Manche tun es aus Spaß. Andere aus wirtschaftlicher Not. Die Gründe, warum jemand neben seinem Hauptberuf eine Nebentätigkeit ausübt, sind vielfältig. Doch immer gilt: Der Angestellte muss den Arbeitgeber der Hauptbeschäftigung über den oder die Nebenjobs informieren. Der Chef darf Nebentätigkeiten seiner Mitarbeiter nicht pauschal verbieten. "Das leitet sich aus den verfassungsmäßigen Rechten der Berufsfreiheit und der allgemeinen Handlungsfreiheit ab", sagt Oliver Zöll, Partner im Bereich Ar-beitsrecht der Kanzlei White & Case LLP in Frankfurt. Allerdings gebe es, wie immer in juristischen Fragen, Ausnahmen. "Und das bedeutet: In der Praxis sieht das nicht selten komplett anders aus."

Die Balance muss stimmen: Wer sich zu viel aufbürdet, macht keinen Job richtig. Der Hauptarbeitnehmer kann vollen Einsatz fordern (Foto: Getty)

Wenn beispielsweise ein Pilot nebenher als Barkeeper arbeiten möchte, kann ihm die Fluggesellschaft als sein Arbeitgeber dies verbieten. Denn die regelmäßige nächtliche Arbeit kostet Kraft. Schlafmangel und womöglich Alkoholkonsum stehen mit den Anforderungen, die an Piloten gestellt werden, in Konflikt. "Das ist so offensichtlich, dass die Lufthansa zum Beispiel keinerlei Probleme haben würde, dies zu verbieten", sagt Zöll.

ROHDATEN:
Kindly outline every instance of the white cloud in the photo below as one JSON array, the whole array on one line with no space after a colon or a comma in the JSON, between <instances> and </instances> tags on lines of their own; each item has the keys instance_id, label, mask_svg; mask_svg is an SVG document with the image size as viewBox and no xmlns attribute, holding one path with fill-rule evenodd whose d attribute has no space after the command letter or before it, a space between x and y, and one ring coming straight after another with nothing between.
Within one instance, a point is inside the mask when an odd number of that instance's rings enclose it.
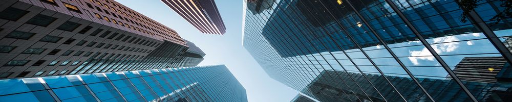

FOLGENDES BEARBEITEN:
1 – Zitiere aus dem Text über Nebentätigkeiten die Stelle, die bei den Worten „Manche tun es“ beginnt und nach „fordern (Foto: Getty)“ endet.
2 – Fasse im Text über Nebentätigkeiten den Absatz, der mit „Wenn beispielsweise ein Pilot“ anfängt, in höchstens zwei Sätzen zusammen, ohne seine wesentlichen Fakten wegzulassen.
3 – Schreib den Text über Nebentätigkeiten im Anschluss an seinen letzten Satz weiter.

ERGEBNISSE:
1 –
Manche tun es aus Spaß. Andere aus wirtschaftlicher Not. Die Gründe, warum jemand neben seinem Hauptberuf eine Nebentätigkeit ausübt, sind vielfältig. Doch immer gilt: Der Angestellte muss den Arbeitgeber der Hauptbeschäftigung über den oder die Nebenjobs informieren. Der Chef darf Nebentätigkeiten seiner Mitarbeiter nicht pauschal verbieten. "Das leitet sich aus den verfassungsmäßigen Rechten der Berufsfreiheit und der allgemeinen Handlungsfreiheit ab", sagt Oliver Zöll, Partner im Bereich Ar-beitsrecht der Kanzlei White & Case LLP in Frankfurt. Allerdings gebe es, wie immer in juristischen Fragen, Ausnahmen. "Und das bedeutet: In der Praxis sieht das nicht selten komplett anders aus."

Die Balance muss stimmen: Wer sich zu viel aufbürdet, macht keinen Job richtig. Der Hauptarbeitnehmer kann vollen Einsatz fordern (Foto: Getty)

2 – Eine Fluggesellschaft kann einem Piloten verbieten, nebenher als Barkeeper zu arbeiten, weil regelmäßige Nachtarbeit Kraft kostet und Schlafmangel sowie womöglich Alkoholkonsum mit den Anforderungen an Piloten in Konflikt stehen. Laut Zöll ist das so offensichtlich, dass etwa die Lufthansa keinerlei Probleme hätte, dies zu verbieten.

3 –
Ähnlich eindeutig ist das Verbot, seinem Arbeitgeber mit einer Nebentätigkeit Konkurrenz zu machen. "Wer als Programmierer einer Software-Firma arbeitet und nebenher seine berufliche Selbständigkeit in derselben Branche mit gleichen Produkten aufbaut, bekommt Probleme", sagt Zöll. In den meisten Fällen regelt der Arbeitsvertrag, dass Wettbewerbstätigkeiten ausdrücklich untersagt sind. Aber selbst wenn eine solche Klausel fehlt, gilt das Wettbewerbsverbot. Der Konflikt wäre offensichtlich und ein Verbot der Nebentätigkeit spätestens vor Gericht durchzusetzen.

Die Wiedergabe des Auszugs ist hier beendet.